Entries taken from a collection:
==========

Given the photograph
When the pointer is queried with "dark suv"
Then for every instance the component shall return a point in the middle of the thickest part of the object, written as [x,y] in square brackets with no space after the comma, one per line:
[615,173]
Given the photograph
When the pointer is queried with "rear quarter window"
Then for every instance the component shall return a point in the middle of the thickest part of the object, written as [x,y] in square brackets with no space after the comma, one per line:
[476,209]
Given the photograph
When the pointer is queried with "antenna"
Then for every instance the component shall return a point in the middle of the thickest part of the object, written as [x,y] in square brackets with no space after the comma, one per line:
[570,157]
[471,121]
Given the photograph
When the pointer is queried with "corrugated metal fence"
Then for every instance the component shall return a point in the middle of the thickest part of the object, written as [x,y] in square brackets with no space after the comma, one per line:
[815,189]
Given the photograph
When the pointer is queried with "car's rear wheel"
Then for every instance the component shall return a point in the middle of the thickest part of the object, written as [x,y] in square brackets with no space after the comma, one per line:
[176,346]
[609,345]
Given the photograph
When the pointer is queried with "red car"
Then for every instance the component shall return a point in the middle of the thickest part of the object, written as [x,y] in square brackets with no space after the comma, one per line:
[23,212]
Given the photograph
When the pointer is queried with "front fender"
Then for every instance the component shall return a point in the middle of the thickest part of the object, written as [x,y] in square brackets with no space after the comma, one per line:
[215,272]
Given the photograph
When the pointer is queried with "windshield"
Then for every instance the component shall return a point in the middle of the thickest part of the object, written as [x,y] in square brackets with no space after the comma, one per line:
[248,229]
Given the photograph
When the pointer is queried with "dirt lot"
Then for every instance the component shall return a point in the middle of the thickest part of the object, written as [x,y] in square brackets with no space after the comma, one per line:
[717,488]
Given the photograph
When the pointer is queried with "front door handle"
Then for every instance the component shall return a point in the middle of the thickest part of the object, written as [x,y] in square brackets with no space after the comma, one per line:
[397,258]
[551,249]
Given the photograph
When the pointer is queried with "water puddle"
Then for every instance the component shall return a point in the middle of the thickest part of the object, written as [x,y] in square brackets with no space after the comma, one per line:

==========

GOAL >> Extract every entry above as it appears.

RESPONSE TO THE TASK >>
Given the photograph
When the pointer is queried with "dark suv"
Then for every instance the component shall return a point in the middle of the thickest part of the object, written as [x,y] in square brackets with no space after the comma, one per line:
[615,173]
Given the photograph
When the pointer is queried with "rear quarter window"
Then for every instance the component shall return a point in the middle of the thickest part of the object, written as [x,y] in square brackets with no space after the comma, one per line:
[476,209]
Given the photograph
When the pointer is queried with "antenna"
Then for every instance the component shall return a point in the middle of the thickest part of the object, written as [x,y] in square brackets with no space after the comma, one per line:
[570,157]
[471,121]
Given the photograph
When the pointer is queried with "corrugated metal fence"
Then for every instance the component shall return a point in the middle of the thickest part of the object, written as [x,y] in square brackets with no space after the comma, one per line:
[815,189]
Given the photograph
When the pointer is queried with "car's rear wheel"
Then for every instance the component shall return a point in the middle of the thickest part of the object, written as [x,y] in square brackets with no space after the comma, one per line:
[176,346]
[609,345]
Given the photograph
When the pointer is queried with "red car"
Then for every instance the component shall return a point in the middle of the thickest part of the object, written as [x,y] in square brackets with no space after the comma, one per line:
[23,212]
Given the photograph
When the pointer is queried with "front fender"
Then for every instance the component shall return a point in the middle of the thickest part of the object, written as [x,y] in square brackets with no space after the comma, one per line:
[215,272]
Given the photograph
When the pointer is queried with "windshield"
Then for every instance the component shall return a point in the middle of the thickest part of the object, written as [x,y] in square brackets with no space after the comma, one per line:
[248,229]
Given the photograph
When the pointer is queried with "dirt lot"
Then for every instance the component shall return a point in the middle of the thickest part of the object, written as [x,y] in square brackets with no space after the comma, one per line:
[717,488]
Given the photograph
When the pointer is queried with "front door handle"
Then for every instance the component shall return a point in the middle of the thickest part of the object, written as [x,y] in square brackets with no space after the comma, one per line:
[397,258]
[551,249]
Given the photograph
When the pointer is queried with "water puddle"
Then for every instance the component shall return a point in the middle of the thickest part of the object, written as [x,y] in square brackets with no space after the comma, one per line:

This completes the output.